* Отрывок:
Добрых чувств на земле пять…

В стихотворении 1925 года «Я буду метаться по табору улицы темной…» возникает образ «звездной колючей неправды». Почему звезды - колючие? Они холодны и равнодушны к человеку. Но имеет значение и форма звезды, ее лучики, острые грани. Острыми гранями звезды уподобляются кристаллу соли. Соль тоже становится враждебной, ассоциируясь со звездами формой, блеском, млечной россыпью. Но тут и другое - ее разъедающая сила. В стихах «Умывался ночью на дворе…» грубые звезды, соль, топор, студеная вода, суровая земля, суровый холст - все беспощадно к человеку, и все требует от него последней трезвости и правды, все хочет, чтобы он посмотрел в глаза смерти и соленой беде.

К первой половине двадцатых годов относится и стихотворение:

Кому зима - арак и пунш голубоглазый,

Кому - душистое с корицею вино,

Кому - жестоких звезд соленые приказы

В избушку дымную перенести дано.

Немного теплого куриного помета

И бестолкового овечьего тепла;

Я все отдам за жизнь - мне так нужна забота -

И спичка серная меня б согреть могла…

Здесь сочетание ключевых символов Мандельштама и страшно прямого, обнаженного разговора о мучительном желании жить, о поисках тепла. «Жестоких звезд соленые приказы» - это ведь новый вариант темы 1912 года:

А в небе танцует золото,

Приказывает мне петь.

* Задание 1: Что именно беспощадно к человеку в стихах «Умывался ночью на дворе…», согласно отрывку о Мандельштаме? Перечислите всё.
* Задание 2: Напишите, что следует в отрывке о Мандельштаме за строками «А в небе танцует золото, / Приказывает мне петь».
Материал здесь никакой роли не играет.

* Фрагмент набора данных:
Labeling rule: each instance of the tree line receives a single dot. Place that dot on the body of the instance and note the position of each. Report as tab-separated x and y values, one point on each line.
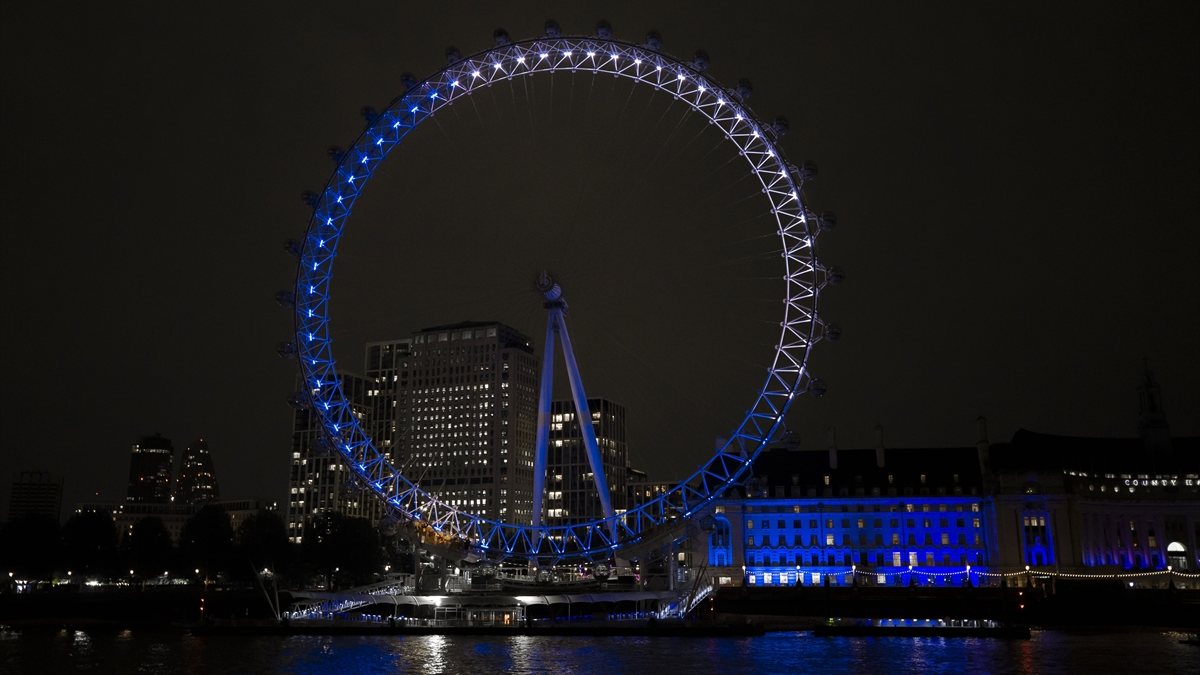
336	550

* Ответ 1: Грубые звезды, соль, топор, студеная вода, суровая земля, суровый холст.

* Ответ 2:
Холоду отвлеченных пространств, абстракции, жестокости противостоит крымская домашность. Все, что поддерживает хрупкую жизнь, - овечье тепло, куриный помет, дым, шерсть, утварь.

Взгляни: в моей руке лишь глиняная крынка…

…Тихонько гладить шерсть и ворошить солому…

А в последних строфах - опять сцепление жестоких звезд с едкостью соли, с горечью дыма и полыни.

Настойчиво повторяющиеся образы кочуют по стихам Мандельштама, и стихи поэтому объясняют друг друга. По у Мандельштама бывает и так, что смысловой ключ оказывается вообще за пределами стихотворного текста. Смысл стихотворения в целом или отдельных его образов проясняют иногда воспоминания современников.

В воспоминаниях о Мандельштаме Марина Цветаева рассказала, что к ней обращены (но без формального посвящения) три стихотворения 1916 года. В 1916 году Цветаева показывала Мандельштаму Москву, «дарила… Москву» - по ее выражению. Мы узнаем о том, что ее «тигровая шубка» вплелась в русско-итальянскую тему кремлевских соборов:

И пятиглавые московские соборы

С их итальянскою и русскою душой

Напоминают мне явление Авроры,

Но с русским именем и в шубке меховой.

«В разноголосице девического хора…»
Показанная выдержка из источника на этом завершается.